EXTRAIT DU DOCUMENT:
◇ ◇ ◇
Réuni en congrès extraordinaire à El Jadida, le Rassemblement national des indépendants (RNI) a acté une transition politique sans surprise, mais hautement symbolique. Le parti au pouvoir a élu à l’unanimité Mohamed Chaouki à sa présidence, succédant à Aziz Akhannouch, dans un processus marqué par l’absence de rivalités internes et une volonté affirmée de stabilité.
Cette passation ordonnée s’inscrit dans un moment stratégique pour le Royaume. À l’horizon se profilent les élections législatives de 2026, mais aussi des projets structurants majeurs liés au cycle 2026–2030, notamment l’organisation de la Coupe du monde de football, ainsi que d’ambitieux programmes d’infrastructures, d’énergie et d’investissement. Dans ce contexte, le choix de la continuité apparaît comme un signal politique assumé.
Un profil de gestionnaire à dimension internationale
Mohamed Chaouki incarne un leadership orienté vers la gestion et l’expertise financière. Doté d’une solide expérience internationale dans la gestion de fonds et les marchés de capitaux, notamment en lien avec le Moyen-Orient et l’Afrique, il est perçu comme un interlocuteur crédible pour les investisseurs institutionnels, les bailleurs de fonds et les partenaires économiques du Maroc.
◇ ◇ ◇
INFORMATIONS:
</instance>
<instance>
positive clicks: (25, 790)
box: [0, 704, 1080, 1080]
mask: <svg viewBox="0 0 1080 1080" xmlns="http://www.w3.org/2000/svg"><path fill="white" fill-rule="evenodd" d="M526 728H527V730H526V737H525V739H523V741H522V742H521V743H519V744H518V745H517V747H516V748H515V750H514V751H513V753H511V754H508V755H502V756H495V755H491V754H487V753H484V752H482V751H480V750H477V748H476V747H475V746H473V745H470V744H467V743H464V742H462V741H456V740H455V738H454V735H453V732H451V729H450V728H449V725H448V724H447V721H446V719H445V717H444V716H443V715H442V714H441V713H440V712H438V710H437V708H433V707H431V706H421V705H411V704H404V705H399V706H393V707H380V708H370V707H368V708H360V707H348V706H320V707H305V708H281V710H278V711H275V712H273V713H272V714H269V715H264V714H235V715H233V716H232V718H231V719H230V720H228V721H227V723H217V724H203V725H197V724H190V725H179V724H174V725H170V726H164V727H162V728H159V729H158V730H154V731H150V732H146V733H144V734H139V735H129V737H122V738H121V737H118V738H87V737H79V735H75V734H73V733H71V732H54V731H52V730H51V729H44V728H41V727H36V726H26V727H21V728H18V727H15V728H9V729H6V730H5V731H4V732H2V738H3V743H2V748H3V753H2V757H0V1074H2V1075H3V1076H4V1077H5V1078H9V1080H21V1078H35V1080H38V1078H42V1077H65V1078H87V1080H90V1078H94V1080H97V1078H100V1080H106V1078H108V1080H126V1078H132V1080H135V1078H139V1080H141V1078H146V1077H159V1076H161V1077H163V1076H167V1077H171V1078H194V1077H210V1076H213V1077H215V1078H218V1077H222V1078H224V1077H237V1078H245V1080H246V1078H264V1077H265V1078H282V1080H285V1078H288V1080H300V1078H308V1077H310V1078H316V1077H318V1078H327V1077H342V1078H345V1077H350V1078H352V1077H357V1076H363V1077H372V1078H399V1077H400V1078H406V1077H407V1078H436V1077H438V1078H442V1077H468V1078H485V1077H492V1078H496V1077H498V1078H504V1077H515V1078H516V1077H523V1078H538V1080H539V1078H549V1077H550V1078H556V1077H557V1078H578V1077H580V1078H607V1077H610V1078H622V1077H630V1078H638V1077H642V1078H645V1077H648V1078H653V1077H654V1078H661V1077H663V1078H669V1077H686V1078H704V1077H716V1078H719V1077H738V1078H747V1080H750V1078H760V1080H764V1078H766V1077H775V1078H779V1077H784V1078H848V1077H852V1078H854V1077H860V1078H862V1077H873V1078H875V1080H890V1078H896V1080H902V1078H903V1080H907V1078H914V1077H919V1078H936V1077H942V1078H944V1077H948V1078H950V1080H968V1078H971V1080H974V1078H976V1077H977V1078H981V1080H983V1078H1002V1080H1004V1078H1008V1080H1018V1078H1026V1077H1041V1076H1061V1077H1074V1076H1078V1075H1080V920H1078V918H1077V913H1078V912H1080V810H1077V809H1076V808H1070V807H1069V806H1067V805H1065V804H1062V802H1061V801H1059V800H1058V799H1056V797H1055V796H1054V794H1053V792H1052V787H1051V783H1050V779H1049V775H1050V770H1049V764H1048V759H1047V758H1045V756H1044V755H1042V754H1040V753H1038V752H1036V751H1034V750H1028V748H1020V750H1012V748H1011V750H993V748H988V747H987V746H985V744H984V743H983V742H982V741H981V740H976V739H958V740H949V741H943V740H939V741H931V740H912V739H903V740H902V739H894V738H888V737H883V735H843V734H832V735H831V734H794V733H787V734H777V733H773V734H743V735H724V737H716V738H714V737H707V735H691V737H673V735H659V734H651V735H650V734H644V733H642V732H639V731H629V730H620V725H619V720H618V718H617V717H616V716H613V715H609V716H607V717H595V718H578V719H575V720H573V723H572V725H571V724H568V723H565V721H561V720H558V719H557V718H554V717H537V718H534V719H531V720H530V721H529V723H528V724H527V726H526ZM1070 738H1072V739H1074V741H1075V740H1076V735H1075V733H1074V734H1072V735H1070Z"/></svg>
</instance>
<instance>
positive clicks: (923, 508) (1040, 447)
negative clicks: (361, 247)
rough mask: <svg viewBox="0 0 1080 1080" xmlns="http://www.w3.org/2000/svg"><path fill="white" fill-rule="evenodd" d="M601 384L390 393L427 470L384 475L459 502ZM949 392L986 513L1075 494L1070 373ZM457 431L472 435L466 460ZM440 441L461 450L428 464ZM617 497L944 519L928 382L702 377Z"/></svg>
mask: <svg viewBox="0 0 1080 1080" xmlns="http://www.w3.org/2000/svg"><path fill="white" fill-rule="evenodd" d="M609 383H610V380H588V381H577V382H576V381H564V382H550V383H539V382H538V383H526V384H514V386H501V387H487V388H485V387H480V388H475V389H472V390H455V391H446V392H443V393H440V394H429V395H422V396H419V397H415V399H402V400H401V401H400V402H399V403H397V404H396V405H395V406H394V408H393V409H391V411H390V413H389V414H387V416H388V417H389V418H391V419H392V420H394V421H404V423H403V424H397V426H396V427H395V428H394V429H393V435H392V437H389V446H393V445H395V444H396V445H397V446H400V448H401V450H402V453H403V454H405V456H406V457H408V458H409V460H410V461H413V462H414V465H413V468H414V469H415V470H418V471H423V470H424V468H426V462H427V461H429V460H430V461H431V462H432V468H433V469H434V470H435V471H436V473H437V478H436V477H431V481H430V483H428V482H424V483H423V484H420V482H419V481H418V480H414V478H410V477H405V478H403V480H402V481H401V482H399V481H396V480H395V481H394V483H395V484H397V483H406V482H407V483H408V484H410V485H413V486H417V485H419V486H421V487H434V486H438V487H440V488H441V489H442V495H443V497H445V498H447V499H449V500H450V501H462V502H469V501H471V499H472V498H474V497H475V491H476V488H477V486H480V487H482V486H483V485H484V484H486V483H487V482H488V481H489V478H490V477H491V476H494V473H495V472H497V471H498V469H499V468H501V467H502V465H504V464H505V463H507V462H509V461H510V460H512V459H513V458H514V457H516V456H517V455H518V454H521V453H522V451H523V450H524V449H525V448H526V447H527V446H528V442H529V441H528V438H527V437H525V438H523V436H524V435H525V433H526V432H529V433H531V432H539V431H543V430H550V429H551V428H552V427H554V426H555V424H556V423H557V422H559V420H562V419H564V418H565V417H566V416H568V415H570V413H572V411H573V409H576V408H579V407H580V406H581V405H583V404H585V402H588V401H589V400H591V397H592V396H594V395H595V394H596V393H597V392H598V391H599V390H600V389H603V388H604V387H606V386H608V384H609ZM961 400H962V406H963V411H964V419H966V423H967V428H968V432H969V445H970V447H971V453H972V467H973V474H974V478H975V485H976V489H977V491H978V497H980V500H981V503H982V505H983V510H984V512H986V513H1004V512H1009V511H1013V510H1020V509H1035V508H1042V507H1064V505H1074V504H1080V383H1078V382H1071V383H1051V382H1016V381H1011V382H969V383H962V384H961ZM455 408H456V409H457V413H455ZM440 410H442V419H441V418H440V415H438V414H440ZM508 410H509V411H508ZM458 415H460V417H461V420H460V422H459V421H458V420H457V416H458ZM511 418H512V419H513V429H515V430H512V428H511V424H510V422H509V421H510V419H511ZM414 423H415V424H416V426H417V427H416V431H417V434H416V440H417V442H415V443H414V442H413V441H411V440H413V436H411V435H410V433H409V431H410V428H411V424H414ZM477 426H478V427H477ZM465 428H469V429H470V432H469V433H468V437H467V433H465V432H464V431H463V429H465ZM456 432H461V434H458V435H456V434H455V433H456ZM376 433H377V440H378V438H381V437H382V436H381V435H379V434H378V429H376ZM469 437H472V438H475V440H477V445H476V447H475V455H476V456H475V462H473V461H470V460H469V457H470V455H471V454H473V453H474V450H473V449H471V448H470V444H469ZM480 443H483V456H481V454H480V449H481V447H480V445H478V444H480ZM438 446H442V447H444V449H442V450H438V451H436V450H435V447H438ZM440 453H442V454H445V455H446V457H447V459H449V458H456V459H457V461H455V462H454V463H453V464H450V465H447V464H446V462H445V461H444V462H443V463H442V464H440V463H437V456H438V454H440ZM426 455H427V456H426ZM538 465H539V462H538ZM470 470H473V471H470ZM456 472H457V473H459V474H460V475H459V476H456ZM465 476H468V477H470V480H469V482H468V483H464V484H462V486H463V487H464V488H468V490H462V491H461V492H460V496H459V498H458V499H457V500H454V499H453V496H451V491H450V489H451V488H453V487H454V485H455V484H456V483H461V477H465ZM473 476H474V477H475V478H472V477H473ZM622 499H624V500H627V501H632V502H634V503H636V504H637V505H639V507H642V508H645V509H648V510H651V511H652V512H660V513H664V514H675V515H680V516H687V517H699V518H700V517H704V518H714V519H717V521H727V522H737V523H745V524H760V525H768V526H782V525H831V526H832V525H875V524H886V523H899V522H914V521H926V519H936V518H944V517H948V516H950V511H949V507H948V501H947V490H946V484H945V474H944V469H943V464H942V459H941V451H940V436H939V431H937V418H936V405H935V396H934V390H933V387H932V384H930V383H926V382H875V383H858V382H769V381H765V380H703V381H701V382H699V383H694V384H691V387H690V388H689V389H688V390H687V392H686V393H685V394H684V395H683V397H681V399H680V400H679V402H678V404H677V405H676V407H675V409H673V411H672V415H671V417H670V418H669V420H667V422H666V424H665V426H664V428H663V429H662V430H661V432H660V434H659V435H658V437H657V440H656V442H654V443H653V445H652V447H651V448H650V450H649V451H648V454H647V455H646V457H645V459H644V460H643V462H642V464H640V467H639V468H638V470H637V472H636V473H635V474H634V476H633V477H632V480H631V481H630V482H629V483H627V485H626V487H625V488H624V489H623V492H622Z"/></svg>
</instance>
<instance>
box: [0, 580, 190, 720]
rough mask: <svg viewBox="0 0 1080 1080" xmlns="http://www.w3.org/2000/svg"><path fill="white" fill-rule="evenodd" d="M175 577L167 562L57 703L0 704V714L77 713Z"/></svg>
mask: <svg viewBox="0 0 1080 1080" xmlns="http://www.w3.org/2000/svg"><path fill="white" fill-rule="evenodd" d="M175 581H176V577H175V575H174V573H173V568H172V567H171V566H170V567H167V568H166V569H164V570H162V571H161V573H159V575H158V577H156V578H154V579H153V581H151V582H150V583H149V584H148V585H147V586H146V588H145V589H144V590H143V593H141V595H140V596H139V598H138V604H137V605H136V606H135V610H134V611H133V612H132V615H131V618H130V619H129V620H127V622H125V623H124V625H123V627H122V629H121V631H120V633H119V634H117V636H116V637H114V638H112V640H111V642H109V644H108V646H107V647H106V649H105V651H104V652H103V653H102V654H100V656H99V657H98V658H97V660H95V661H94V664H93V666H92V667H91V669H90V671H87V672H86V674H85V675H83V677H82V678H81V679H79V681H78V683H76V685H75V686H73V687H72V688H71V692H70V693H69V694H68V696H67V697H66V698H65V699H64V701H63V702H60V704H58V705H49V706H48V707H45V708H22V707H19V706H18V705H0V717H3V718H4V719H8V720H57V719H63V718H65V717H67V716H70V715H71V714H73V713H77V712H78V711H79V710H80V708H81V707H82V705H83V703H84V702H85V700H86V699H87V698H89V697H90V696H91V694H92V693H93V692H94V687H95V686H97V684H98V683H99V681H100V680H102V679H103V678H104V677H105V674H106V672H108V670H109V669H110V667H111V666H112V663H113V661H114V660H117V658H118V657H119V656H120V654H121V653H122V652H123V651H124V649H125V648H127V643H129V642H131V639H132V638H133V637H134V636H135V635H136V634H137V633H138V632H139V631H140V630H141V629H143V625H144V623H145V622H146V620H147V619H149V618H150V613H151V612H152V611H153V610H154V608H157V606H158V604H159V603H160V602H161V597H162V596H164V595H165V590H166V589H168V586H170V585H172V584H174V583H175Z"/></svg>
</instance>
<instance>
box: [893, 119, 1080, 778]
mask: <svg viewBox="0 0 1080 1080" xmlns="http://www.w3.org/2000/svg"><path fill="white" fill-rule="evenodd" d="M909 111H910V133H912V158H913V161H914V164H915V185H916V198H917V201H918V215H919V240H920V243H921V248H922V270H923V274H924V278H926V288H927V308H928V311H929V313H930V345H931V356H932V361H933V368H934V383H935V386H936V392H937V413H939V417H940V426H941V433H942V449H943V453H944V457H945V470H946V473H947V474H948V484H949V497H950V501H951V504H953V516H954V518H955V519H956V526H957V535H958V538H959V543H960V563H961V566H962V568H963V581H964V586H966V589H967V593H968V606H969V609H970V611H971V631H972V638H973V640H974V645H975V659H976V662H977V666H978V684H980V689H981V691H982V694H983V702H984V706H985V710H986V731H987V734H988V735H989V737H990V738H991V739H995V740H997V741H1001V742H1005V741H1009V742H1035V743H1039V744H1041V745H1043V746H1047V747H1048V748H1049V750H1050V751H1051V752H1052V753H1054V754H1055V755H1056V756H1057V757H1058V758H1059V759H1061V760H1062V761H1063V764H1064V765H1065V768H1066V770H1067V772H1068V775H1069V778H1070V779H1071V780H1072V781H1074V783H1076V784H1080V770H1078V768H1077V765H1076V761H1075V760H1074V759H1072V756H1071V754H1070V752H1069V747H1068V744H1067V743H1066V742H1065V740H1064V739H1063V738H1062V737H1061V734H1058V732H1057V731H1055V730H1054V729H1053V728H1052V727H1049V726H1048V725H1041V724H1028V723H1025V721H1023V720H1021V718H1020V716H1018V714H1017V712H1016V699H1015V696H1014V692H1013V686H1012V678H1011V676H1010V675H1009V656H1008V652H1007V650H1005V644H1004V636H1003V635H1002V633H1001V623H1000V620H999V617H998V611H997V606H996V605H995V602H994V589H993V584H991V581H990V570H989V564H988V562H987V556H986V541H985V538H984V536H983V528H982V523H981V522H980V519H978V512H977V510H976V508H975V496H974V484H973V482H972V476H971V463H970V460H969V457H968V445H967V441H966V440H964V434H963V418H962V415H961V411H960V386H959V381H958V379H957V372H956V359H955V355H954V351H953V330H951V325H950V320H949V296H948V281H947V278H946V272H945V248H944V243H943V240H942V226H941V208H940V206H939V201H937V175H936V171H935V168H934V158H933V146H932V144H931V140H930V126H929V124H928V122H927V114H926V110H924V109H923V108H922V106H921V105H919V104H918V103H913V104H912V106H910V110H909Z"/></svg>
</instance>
◇ ◇ ◇
Recopiez à l'identique, dans l'extrait consacré à la présidence du RNI, le passage allant de « Cette passation ordonnée » jusqu'à « signal politique assumé. ».

Cette passation ordonnée s’inscrit dans un moment stratégique pour le Royaume. À l’horizon se profilent les élections législatives de 2026, mais aussi des projets structurants majeurs liés au cycle 2026–2030, notamment l’organisation de la Coupe du monde de football, ainsi que d’ambitieux programmes d’infrastructures, d’énergie et d’investissement. Dans ce contexte, le choix de la continuité apparaît comme un signal politique assumé.